* **Task goal**: Recast every entry below as a JSON array of strings, one string per line, with blank lines omitted.

* **Data to process**:
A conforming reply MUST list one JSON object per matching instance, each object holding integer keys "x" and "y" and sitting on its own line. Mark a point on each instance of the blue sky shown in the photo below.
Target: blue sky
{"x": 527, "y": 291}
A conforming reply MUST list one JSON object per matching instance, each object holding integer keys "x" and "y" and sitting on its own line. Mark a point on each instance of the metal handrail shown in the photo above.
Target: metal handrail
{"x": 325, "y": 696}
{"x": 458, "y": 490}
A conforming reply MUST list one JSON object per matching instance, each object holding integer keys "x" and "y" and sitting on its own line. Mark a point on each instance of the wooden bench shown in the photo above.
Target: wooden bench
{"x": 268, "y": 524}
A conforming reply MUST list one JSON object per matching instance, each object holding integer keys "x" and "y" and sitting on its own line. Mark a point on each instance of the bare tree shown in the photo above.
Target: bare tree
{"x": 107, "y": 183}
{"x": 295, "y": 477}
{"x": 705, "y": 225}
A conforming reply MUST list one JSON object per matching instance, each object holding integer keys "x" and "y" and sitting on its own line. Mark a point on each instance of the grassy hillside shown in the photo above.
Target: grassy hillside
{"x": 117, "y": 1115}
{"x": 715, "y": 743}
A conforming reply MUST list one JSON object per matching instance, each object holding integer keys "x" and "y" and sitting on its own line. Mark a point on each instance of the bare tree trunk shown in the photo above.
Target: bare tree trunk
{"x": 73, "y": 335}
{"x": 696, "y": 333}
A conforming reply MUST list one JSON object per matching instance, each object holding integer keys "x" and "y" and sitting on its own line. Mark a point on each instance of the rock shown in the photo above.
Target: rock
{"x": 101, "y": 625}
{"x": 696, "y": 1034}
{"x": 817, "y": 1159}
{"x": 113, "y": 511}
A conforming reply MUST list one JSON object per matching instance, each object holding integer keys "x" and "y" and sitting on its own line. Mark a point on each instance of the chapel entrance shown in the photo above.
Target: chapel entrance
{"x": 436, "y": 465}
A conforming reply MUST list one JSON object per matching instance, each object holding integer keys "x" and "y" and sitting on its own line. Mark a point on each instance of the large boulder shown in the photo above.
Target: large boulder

* **Written reply**:
[
  "A conforming reply MUST list one JSON object per matching instance, each object holding integer keys \"x\" and \"y\" and sitting on its own line. Mark a point on each instance of the blue sky shown in the photo below.",
  "Target: blue sky",
  "{\"x\": 527, \"y\": 291}",
  "A conforming reply MUST list one JSON object per matching instance, each object holding integer keys \"x\" and \"y\" and sitting on its own line. Mark a point on each instance of the metal handrail shown in the photo above.",
  "Target: metal handrail",
  "{\"x\": 325, \"y\": 696}",
  "{\"x\": 458, \"y\": 490}",
  "A conforming reply MUST list one JSON object per matching instance, each object holding integer keys \"x\" and \"y\" and sitting on its own line. Mark a point on each instance of the wooden bench shown in the photo above.",
  "Target: wooden bench",
  "{\"x\": 268, \"y\": 524}",
  "A conforming reply MUST list one JSON object per matching instance, each object holding integer keys \"x\" and \"y\" and sitting on its own line. Mark a point on each instance of the bare tree shown in the photo above.",
  "Target: bare tree",
  "{\"x\": 107, \"y\": 183}",
  "{\"x\": 295, \"y\": 477}",
  "{\"x\": 705, \"y\": 225}",
  "A conforming reply MUST list one JSON object per matching instance, each object holding integer keys \"x\" and \"y\" and sitting on its own line. Mark a point on each instance of the grassy hillside shown in the photo above.",
  "Target: grassy hillside",
  "{\"x\": 117, \"y\": 1115}",
  "{\"x\": 715, \"y\": 743}",
  "A conforming reply MUST list one JSON object per matching instance, each object holding integer keys \"x\" and \"y\" and sitting on its own line. Mark a point on each instance of the bare tree trunk shown in the photo above.",
  "Target: bare tree trunk",
  "{\"x\": 73, \"y\": 335}",
  "{\"x\": 696, \"y\": 333}",
  "A conforming reply MUST list one JSON object per matching instance, each object holding integer keys \"x\" and \"y\" and sitting on its own line. Mark a point on each instance of the rock shown in the photo above.",
  "Target: rock",
  "{\"x\": 101, \"y\": 625}",
  "{\"x\": 696, \"y\": 1034}",
  "{\"x\": 817, \"y\": 1159}",
  "{\"x\": 113, \"y\": 511}",
  "A conforming reply MUST list one JSON object per matching instance, each object holding integer keys \"x\" and \"y\" and sitting on its own line. Mark a point on each instance of the chapel entrance shown in the photo above.",
  "Target: chapel entrance",
  "{\"x\": 436, \"y\": 465}",
  "A conforming reply MUST list one JSON object per matching instance, each object holding integer keys \"x\" and \"y\" and sitting on its own line. Mark a point on each instance of the large boulder shown in the photo above.",
  "Target: large boulder"
]